Texto de origen:

◆ ◆ ◆ ◆

Etimologías controvertidas
San Isidoro de Sevilla, una de las mentes más influyentes de la Alta Edad Media, compuso en sus Etimologías un vasto intento por explicar el mundo a través del origen de las palabras; sin embargo, muchas de sus propuestas resultan hoy controvertidas porque responden más a simbolismos teológicos, valores culturales y analogías morales que a criterios lingüísticos históricos. Estas etimologías ―ingeniosas, imaginativas y a menudo erróneas desde la perspectiva moderna― revelan cómo el pensamiento medieval concebía la lengua como un reflejo del orden divino, y no como un sistema evolutivo. En este artículo revisamos algunas de las más discutidas, contrastándolas con su explicación actual para comprender mejor tanto el genio de Isidoro como la distancia entre su época y la lingüística científica contemporánea.
Estudio de las etimologías
En la época de San Isidoro (siglos VI–VII), la etimología no era una ciencia histórica como hoy, sino una herramienta hermenéutica: se usaba para revelar sentidos ocultos, valores morales o verdades teológicas presentes en las palabras. Los autores tardoantiguos heredaron de los gramáticos latinos —especialmente de Varrón— la idea de que el lenguaje tiene una relación íntima con la naturaleza y con el orden divino; por eso, el origen de un término debía iluminar su propósito o su función. El método consistía en asociaciones fonéticas flexibles, juegos de palabras, analogías simbólicas, referencias bíblicas y descripciones funcionales: una palabra significaba lo que “parecía significar” según su sonido, su efecto físico o su papel moral en la vida humana. No se buscaban leyes fonéticas regulares ni comparaciones entre lenguas emparentadas; bastaba una semejanza parcial de letras o una coherencia conceptual. Por ello, muchas etimologías medievales eran más pedagógicas y alegóricas que históricas. Su objetivo no era reconstruir el pasado de la lengua, sino reforzar una visión del mundo donde el lenguaje, la naturaleza y la teología formaban una unidad coherente.

◆ ◆ ◆ ◆

[Entradas de identificación de ubicaciones]
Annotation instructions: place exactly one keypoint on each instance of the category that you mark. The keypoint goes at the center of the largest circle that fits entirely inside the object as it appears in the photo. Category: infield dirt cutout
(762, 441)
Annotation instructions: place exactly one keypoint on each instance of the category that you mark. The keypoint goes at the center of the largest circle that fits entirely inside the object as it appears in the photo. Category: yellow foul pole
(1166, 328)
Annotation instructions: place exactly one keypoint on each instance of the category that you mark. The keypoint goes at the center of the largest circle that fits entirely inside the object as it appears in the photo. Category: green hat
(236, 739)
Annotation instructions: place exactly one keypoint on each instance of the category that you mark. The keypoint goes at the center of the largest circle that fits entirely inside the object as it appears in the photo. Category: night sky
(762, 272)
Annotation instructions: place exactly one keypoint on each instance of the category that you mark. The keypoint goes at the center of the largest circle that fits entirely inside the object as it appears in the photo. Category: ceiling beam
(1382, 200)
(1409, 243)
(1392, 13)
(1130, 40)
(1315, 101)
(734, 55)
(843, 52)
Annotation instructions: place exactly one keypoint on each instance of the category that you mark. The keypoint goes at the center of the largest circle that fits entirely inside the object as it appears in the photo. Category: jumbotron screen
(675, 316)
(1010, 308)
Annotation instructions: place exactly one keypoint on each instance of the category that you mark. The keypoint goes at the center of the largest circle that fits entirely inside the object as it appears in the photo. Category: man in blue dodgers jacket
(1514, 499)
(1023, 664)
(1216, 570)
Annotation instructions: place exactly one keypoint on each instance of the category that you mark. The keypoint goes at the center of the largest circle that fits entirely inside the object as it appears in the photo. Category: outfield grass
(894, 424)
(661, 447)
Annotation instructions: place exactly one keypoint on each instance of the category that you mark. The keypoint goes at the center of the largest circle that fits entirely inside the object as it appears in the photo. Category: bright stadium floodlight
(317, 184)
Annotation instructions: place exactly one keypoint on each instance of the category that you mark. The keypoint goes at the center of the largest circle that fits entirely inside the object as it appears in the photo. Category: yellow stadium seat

◆ ◆ ◆ ◆

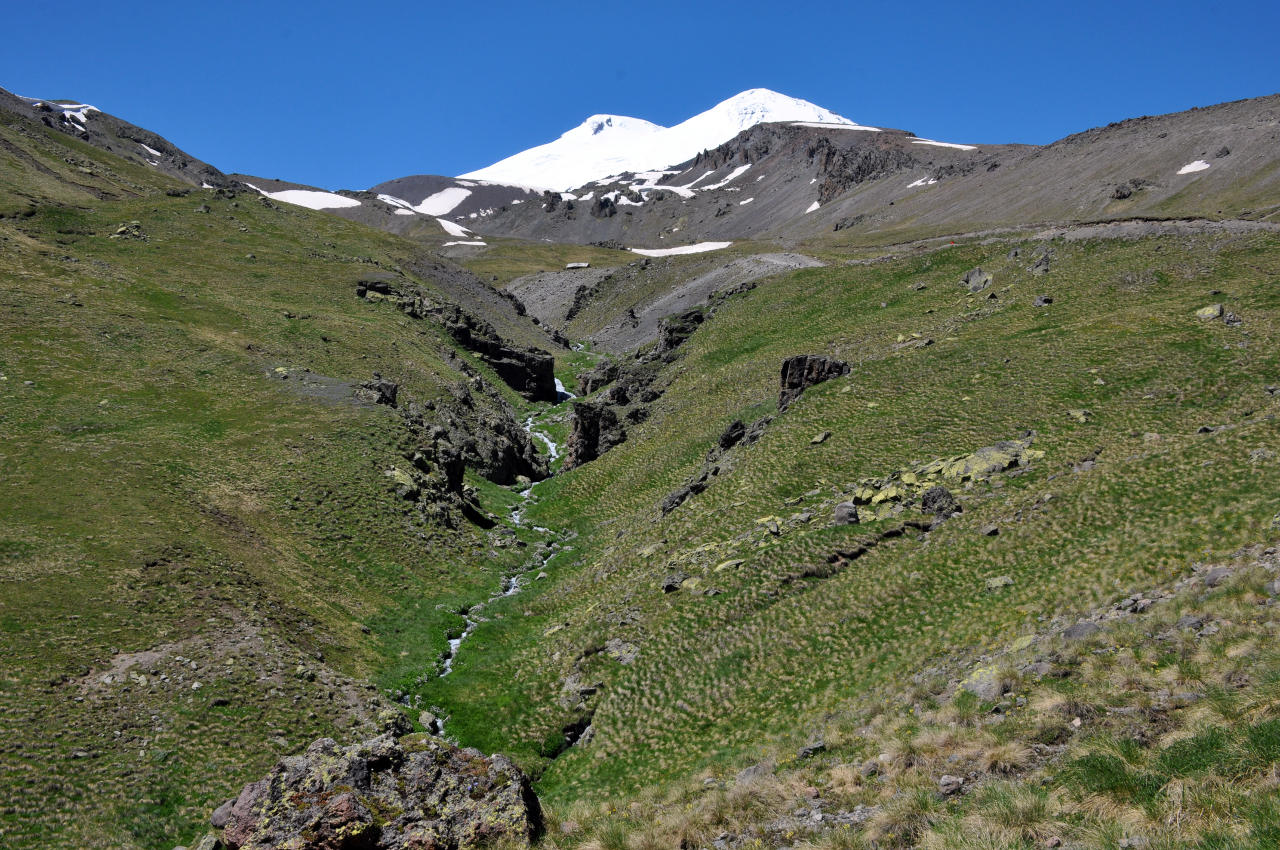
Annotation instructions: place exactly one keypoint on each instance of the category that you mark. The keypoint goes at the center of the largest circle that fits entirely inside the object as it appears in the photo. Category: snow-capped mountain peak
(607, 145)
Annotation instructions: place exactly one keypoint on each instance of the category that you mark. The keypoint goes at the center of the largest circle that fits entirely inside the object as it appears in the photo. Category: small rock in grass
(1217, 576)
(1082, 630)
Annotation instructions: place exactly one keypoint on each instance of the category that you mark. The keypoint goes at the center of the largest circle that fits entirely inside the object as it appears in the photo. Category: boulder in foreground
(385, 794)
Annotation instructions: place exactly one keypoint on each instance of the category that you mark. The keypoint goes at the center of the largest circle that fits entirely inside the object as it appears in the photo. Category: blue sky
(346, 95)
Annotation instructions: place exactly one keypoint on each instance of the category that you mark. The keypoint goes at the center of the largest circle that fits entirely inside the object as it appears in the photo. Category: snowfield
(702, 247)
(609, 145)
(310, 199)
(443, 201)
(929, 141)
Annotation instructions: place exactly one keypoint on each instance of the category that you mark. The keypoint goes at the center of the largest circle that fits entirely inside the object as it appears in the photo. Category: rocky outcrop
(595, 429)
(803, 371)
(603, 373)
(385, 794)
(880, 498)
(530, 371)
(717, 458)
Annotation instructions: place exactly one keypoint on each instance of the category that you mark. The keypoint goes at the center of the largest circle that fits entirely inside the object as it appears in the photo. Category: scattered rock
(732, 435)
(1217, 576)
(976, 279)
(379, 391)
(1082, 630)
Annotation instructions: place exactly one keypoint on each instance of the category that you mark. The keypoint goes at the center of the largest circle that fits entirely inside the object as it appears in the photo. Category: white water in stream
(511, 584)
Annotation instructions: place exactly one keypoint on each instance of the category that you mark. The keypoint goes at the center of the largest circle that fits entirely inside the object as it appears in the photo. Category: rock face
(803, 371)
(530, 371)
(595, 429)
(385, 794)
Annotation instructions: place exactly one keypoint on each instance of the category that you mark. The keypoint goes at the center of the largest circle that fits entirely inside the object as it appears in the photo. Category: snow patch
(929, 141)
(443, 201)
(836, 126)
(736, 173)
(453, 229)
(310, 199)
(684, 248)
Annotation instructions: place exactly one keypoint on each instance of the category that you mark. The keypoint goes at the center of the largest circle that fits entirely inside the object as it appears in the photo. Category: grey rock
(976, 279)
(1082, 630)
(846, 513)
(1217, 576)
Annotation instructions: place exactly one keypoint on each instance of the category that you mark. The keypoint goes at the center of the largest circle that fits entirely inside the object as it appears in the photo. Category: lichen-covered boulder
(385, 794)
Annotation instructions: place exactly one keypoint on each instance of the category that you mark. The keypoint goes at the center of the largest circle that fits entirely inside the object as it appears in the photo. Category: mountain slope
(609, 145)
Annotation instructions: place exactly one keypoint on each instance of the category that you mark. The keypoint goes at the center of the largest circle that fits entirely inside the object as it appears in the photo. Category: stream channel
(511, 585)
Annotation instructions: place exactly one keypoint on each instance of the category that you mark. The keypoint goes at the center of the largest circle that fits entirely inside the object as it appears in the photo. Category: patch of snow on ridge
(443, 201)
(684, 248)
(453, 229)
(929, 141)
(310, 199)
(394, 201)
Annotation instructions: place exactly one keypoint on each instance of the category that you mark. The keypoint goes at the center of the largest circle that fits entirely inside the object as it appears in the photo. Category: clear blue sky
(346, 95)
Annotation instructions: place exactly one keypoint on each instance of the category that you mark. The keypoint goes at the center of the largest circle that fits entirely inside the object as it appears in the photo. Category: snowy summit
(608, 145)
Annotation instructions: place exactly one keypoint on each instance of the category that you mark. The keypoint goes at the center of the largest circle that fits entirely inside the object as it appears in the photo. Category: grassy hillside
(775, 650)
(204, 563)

◆ ◆ ◆ ◆

Tarea asignada: Transcribe completo y sin ningún cambio el texto sobre las etimologías de San Isidoro. Los ítems no tienen ningún papel aquí.

Respuesta final:
Etimologías controvertidas
San Isidoro de Sevilla, una de las mentes más influyentes de la Alta Edad Media, compuso en sus Etimologías un vasto intento por explicar el mundo a través del origen de las palabras; sin embargo, muchas de sus propuestas resultan hoy controvertidas porque responden más a simbolismos teológicos, valores culturales y analogías morales que a criterios lingüísticos históricos. Estas etimologías ―ingeniosas, imaginativas y a menudo erróneas desde la perspectiva moderna― revelan cómo el pensamiento medieval concebía la lengua como un reflejo del orden divino, y no como un sistema evolutivo. En este artículo revisamos algunas de las más discutidas, contrastándolas con su explicación actual para comprender mejor tanto el genio de Isidoro como la distancia entre su época y la lingüística científica contemporánea.
Estudio de las etimologías
En la época de San Isidoro (siglos VI–VII), la etimología no era una ciencia histórica como hoy, sino una herramienta hermenéutica: se usaba para revelar sentidos ocultos, valores morales o verdades teológicas presentes en las palabras. Los autores tardoantiguos heredaron de los gramáticos latinos —especialmente de Varrón— la idea de que el lenguaje tiene una relación íntima con la naturaleza y con el orden divino; por eso, el origen de un término debía iluminar su propósito o su función. El método consistía en asociaciones fonéticas flexibles, juegos de palabras, analogías simbólicas, referencias bíblicas y descripciones funcionales: una palabra significaba lo que “parecía significar” según su sonido, su efecto físico o su papel moral en la vida humana. No se buscaban leyes fonéticas regulares ni comparaciones entre lenguas emparentadas; bastaba una semejanza parcial de letras o una coherencia conceptual. Por ello, muchas etimologías medievales eran más pedagógicas y alegóricas que históricas. Su objetivo no era reconstruir el pasado de la lengua, sino reforzar una visión del mundo donde el lenguaje, la naturaleza y la teología formaban una unidad coherente.